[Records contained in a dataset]
*** Block opens ***

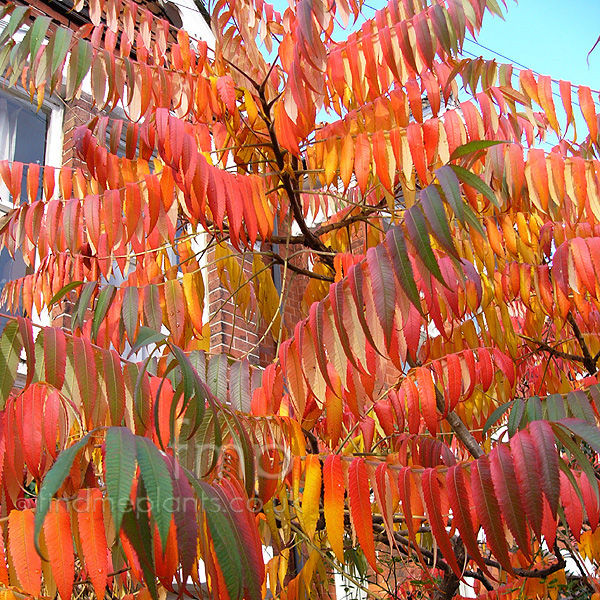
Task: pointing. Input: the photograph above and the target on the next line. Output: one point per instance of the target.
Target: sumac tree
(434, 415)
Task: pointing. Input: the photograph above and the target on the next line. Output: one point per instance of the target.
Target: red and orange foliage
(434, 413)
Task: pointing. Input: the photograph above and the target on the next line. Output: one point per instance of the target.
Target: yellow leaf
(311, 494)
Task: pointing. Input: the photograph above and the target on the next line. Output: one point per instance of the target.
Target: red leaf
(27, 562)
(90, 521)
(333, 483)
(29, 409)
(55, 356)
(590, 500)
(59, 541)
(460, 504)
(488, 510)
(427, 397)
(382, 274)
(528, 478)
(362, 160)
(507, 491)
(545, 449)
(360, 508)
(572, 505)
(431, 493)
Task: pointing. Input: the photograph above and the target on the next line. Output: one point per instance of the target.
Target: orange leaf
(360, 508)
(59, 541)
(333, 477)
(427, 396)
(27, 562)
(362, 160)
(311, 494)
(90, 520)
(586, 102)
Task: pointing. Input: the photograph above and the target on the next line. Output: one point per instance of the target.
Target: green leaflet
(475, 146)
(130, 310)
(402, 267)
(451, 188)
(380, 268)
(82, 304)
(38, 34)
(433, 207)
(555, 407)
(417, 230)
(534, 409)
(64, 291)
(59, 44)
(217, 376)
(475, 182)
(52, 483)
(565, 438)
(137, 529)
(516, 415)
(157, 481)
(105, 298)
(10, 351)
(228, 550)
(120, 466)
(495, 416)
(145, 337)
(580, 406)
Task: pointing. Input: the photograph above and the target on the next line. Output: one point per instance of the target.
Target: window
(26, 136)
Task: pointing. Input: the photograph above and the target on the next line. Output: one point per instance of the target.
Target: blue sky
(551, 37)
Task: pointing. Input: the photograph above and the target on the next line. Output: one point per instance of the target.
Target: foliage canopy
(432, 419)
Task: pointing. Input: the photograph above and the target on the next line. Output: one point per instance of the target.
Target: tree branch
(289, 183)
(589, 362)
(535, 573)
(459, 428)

*** Block closes ***
*** Block opens ***

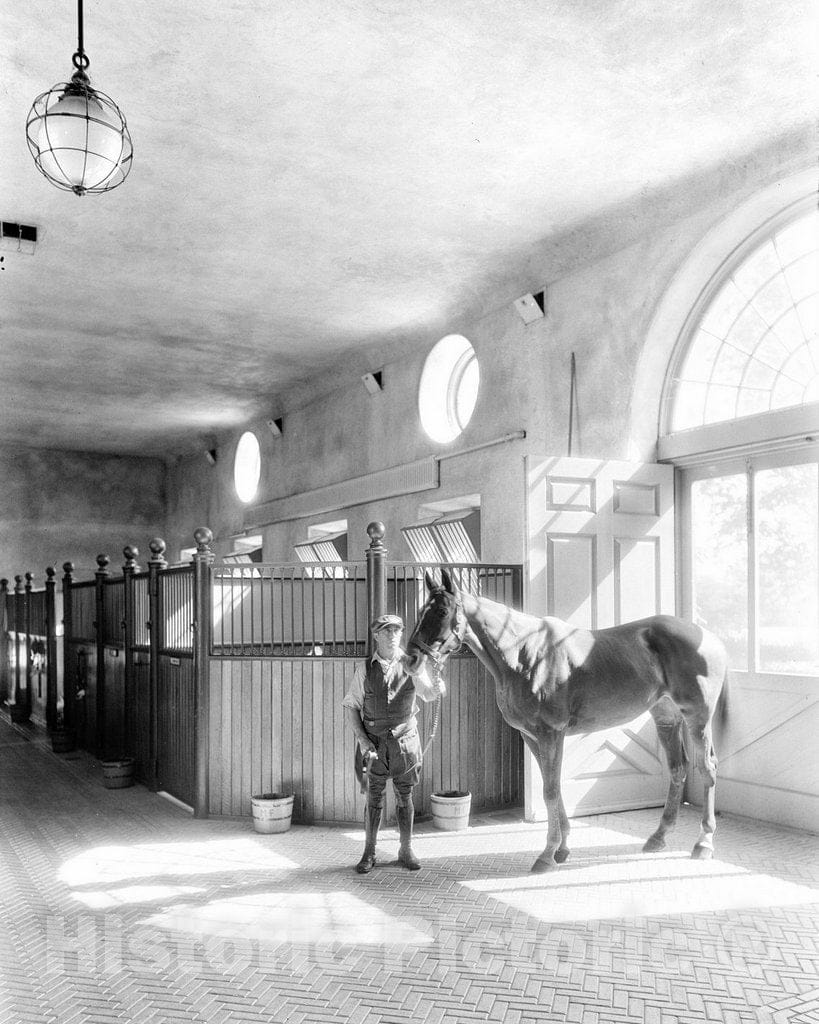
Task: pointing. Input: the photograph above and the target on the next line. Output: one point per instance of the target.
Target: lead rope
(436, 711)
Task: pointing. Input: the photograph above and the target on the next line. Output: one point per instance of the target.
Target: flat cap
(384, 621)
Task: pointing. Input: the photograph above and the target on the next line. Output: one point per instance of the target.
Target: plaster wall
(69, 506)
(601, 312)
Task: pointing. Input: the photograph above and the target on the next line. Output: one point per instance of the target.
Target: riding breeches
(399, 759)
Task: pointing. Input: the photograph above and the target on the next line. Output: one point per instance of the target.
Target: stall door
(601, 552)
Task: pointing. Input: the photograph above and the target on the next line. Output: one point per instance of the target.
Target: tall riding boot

*** Block closes ***
*** Block opens ***

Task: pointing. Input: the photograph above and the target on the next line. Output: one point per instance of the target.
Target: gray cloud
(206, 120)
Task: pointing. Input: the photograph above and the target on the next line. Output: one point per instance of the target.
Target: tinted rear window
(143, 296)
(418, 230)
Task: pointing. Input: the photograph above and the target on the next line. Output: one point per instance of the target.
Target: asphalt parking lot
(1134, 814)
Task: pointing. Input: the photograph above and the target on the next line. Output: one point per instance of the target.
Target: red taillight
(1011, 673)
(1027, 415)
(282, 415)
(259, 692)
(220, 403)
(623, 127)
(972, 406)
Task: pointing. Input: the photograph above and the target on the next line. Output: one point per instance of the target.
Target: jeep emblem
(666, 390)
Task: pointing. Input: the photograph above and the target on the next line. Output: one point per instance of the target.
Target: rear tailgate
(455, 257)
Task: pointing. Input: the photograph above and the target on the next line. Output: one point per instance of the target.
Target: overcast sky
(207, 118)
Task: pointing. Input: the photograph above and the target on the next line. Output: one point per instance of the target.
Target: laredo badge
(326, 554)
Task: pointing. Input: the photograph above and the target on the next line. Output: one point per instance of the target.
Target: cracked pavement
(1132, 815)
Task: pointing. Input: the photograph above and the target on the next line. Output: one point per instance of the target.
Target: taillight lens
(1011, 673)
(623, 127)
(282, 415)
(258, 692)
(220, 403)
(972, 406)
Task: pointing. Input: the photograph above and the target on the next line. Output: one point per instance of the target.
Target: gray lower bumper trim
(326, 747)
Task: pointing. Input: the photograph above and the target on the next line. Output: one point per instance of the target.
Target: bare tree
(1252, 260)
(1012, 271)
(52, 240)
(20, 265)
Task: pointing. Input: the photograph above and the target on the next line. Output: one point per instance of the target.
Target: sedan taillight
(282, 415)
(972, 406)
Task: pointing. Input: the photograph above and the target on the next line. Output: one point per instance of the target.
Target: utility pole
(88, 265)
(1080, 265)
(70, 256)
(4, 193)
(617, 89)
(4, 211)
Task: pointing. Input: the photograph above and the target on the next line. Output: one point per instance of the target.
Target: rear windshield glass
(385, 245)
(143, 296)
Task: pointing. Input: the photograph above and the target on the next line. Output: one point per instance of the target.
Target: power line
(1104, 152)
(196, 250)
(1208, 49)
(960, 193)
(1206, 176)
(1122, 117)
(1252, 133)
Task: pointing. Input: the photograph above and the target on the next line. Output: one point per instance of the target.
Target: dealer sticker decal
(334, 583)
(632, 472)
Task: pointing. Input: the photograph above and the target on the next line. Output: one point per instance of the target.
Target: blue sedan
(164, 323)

*** Block closes ***

Exercise - Using only the entries above, output the line with "Target: riding breeches", the line with "Target: tall riding boot", and all lines between them, exactly as they stand.

Answer for the task -
Target: riding breeches
(399, 759)
Task: pointing. Input: the photograph above and the target on the next line. Output: one point per instance of the target.
Target: stall door
(601, 552)
Task: pointing. Input: the photograph above and the target on the next line. Output: one point per instance of the target.
Target: tall riding boot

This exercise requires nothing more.